Biolabelling has emerged as a powerful tool in localizing and visualizing target biomolecules, including macromolecules such as proteins and enzymes. In contrast to other major biolabelling techniques that utilize relatively large proteins/antibodies as the means of labeling, a chemical reporter strategy takes advantage of small-sized molecules to label the target biomolecule.1, 2 Click chemistry, more specifically the reaction of organic azides and terminal alkynes (copper-catalysed azide-alkyne cycloaddition, CuAAC), is a suitable method for ligating the chemical reporter and the fluorophore due to the selectivity and simplicity of the reaction.3 The reaction proceeds rapidly in presence of Cu(I) catalyst; however, activated cyclooctyne compounds are capable of performing the same cycloaddition reaction without the Cu(I) catalyst, avoiding cytotoxicity exhibited by the metal species for living cell biolabelling applications.4
Carbonic anhydrases (CA), the target enzyme of this project, are ubiquitous zinc metalloenzymes responsible for a reversible conversion of CO2 and water into a proton and bicarbonate ion. The membrane-bound CA IX isozyme serves as a marker for tumour hypoxia, since it gets overexpressed under hypoxic conditions associated with most solid tumours.5
This project will involve the synthesis of a classical CuAAC and later-generation cyclooctyne compounds, both carrying a sulfonamide moiety for enzyme-substrate recognition with CA IX. The compounds will be subjected to biolabelling experiments using various tumour cells expressing CA IX under different oxygen conditions to test the efficiency of the synthesized alkyne/azide sulfonamide compounds in (i) binding to the enzyme and (ii) their ability to perform the subsequentclick reaction with a counterpart fluorophore for visualization. This study will provide a simple tool for studying tumour hypoxia and, moreover, the biolabelling experiment may link the effect of oxygen level in the tumour microenvironment to the molecular recognition between CA IX and the sulfonamide compounds.

[Dataset items]
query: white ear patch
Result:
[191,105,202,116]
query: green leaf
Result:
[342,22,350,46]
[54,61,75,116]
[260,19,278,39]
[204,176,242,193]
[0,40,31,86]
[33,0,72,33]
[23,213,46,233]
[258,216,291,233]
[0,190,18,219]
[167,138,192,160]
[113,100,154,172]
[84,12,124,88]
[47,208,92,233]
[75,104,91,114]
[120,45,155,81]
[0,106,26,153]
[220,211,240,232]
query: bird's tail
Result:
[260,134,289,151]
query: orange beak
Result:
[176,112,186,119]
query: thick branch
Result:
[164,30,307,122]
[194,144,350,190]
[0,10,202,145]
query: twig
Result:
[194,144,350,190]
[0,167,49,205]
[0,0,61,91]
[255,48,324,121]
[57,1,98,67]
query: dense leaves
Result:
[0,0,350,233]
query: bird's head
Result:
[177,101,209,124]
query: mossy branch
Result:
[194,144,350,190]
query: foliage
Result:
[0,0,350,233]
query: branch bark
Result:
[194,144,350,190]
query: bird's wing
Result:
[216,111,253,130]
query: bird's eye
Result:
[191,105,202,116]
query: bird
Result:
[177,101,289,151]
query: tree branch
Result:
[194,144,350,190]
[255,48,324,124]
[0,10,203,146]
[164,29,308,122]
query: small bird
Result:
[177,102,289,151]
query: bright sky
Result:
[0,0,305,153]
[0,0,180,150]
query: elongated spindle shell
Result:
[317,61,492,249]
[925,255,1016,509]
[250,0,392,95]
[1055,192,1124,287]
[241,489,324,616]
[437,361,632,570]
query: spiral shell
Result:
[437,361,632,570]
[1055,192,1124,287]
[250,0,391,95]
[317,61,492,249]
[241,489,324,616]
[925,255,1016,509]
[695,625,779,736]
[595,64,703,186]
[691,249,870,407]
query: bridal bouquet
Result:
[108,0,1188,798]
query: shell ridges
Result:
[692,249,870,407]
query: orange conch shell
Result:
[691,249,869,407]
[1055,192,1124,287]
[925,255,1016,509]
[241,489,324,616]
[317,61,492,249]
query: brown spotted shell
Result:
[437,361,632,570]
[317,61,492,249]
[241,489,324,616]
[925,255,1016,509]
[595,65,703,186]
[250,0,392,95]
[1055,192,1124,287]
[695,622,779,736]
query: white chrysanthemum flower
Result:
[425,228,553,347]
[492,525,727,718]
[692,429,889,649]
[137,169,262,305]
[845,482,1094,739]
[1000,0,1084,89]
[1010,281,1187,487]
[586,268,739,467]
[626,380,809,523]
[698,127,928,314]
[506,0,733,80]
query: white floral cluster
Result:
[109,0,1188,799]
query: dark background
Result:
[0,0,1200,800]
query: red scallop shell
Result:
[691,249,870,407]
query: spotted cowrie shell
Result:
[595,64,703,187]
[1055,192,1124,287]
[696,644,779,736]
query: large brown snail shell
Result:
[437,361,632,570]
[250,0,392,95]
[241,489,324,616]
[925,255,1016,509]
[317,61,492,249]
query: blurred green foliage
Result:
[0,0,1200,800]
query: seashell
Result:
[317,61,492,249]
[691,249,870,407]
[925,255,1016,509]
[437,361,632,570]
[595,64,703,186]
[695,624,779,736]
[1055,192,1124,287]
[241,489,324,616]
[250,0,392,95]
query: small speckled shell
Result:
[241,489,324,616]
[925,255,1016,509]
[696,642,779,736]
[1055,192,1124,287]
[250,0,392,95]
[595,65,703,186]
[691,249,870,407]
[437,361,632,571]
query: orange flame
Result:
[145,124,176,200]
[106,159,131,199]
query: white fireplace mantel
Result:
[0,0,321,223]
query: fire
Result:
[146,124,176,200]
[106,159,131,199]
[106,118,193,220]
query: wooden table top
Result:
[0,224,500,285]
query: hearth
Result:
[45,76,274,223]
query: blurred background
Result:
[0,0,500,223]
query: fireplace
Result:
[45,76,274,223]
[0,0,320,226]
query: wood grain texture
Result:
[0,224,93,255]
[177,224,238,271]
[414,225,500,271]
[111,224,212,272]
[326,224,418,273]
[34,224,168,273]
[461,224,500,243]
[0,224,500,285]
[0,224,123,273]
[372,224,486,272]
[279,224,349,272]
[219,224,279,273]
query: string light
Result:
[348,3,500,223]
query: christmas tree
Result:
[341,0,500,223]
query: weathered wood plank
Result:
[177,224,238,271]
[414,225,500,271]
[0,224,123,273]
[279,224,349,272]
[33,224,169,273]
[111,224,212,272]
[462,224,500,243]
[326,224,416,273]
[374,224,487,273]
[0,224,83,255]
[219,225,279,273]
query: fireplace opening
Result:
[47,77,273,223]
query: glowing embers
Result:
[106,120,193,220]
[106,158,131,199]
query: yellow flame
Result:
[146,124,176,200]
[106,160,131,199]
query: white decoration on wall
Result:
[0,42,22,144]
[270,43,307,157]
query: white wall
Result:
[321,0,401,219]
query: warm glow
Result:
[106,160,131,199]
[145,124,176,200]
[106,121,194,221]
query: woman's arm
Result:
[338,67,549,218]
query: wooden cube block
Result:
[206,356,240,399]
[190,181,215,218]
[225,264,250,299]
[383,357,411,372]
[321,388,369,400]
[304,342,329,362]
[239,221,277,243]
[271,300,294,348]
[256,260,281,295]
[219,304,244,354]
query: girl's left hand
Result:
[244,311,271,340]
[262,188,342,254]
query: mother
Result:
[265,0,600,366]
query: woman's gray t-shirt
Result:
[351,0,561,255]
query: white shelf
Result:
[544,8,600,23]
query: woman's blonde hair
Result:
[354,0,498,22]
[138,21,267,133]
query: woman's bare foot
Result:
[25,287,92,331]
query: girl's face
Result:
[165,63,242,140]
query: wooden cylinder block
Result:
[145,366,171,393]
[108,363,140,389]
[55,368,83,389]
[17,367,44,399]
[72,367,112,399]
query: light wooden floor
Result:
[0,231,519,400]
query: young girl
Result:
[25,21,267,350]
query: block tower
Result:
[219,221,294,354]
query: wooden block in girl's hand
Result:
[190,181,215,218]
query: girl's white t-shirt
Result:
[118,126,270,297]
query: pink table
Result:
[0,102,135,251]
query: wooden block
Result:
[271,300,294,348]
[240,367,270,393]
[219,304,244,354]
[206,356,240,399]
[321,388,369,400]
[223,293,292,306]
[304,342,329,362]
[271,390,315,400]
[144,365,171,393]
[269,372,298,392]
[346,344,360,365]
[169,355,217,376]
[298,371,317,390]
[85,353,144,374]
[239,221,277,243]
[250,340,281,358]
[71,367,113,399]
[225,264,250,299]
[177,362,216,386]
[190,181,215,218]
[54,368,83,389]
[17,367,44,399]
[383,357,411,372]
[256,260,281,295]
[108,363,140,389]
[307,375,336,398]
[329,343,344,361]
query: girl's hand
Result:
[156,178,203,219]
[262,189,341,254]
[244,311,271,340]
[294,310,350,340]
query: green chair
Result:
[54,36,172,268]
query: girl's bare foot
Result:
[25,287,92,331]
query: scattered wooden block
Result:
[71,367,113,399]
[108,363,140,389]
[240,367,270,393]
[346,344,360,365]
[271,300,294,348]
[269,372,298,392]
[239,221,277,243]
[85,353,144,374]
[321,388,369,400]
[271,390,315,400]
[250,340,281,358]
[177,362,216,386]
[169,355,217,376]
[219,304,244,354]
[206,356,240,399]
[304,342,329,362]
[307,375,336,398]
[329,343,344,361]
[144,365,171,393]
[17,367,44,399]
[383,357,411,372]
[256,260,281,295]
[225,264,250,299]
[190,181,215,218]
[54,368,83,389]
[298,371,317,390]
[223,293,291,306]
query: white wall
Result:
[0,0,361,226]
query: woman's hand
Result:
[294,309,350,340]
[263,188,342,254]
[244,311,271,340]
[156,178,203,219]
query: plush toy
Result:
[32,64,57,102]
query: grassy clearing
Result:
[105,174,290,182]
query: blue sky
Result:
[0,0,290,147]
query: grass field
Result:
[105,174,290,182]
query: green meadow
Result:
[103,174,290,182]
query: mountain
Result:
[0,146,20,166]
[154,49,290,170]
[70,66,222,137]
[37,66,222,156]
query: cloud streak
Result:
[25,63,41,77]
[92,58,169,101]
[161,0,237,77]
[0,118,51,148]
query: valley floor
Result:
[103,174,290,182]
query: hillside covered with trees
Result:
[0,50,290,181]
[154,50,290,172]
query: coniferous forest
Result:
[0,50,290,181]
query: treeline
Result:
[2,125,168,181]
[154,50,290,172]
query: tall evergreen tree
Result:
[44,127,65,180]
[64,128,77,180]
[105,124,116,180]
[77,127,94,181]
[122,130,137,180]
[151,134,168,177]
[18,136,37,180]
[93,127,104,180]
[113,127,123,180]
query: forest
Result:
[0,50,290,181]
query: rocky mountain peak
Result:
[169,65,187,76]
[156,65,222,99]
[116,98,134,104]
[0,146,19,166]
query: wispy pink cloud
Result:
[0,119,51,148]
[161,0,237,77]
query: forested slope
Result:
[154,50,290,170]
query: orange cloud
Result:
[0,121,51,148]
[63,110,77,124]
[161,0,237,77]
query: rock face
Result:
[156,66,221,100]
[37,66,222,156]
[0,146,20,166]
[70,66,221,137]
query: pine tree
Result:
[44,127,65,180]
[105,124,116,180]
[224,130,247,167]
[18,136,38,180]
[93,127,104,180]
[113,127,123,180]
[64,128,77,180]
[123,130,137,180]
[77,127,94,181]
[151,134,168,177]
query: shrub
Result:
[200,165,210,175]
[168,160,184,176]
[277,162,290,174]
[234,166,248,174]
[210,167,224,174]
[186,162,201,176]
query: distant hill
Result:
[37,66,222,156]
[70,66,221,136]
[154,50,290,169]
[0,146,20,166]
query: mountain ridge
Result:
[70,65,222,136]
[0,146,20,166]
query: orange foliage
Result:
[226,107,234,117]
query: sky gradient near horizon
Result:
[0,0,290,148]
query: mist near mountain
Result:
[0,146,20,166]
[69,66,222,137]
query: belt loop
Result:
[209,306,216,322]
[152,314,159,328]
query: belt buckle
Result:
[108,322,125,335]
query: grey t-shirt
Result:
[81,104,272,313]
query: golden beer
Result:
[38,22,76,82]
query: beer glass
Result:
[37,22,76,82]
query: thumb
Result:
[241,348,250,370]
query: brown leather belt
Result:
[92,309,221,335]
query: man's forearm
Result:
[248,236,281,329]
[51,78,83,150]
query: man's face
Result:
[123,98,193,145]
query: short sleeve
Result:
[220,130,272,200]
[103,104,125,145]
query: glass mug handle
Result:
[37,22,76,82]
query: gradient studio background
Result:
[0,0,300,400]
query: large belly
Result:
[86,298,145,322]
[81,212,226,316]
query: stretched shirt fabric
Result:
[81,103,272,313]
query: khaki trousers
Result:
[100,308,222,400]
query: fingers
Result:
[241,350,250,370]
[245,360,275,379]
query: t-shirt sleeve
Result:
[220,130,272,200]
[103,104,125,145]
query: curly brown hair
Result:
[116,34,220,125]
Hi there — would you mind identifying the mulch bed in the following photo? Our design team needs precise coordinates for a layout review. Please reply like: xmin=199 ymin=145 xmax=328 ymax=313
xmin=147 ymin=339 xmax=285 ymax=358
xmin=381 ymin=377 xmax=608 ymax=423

* Task details
According to the text, what makes activated cyclooctyne compounds useful for biolabelling in living cells? Answer in one to three sentences. Rely only on the text to respond.

* Exercise output
Activated cyclooctyne compounds can carry out the azide-alkyne cycloaddition without the Cu(I) catalyst. This avoids the cytotoxicity that the metal species exhibits in living cell biolabelling applications.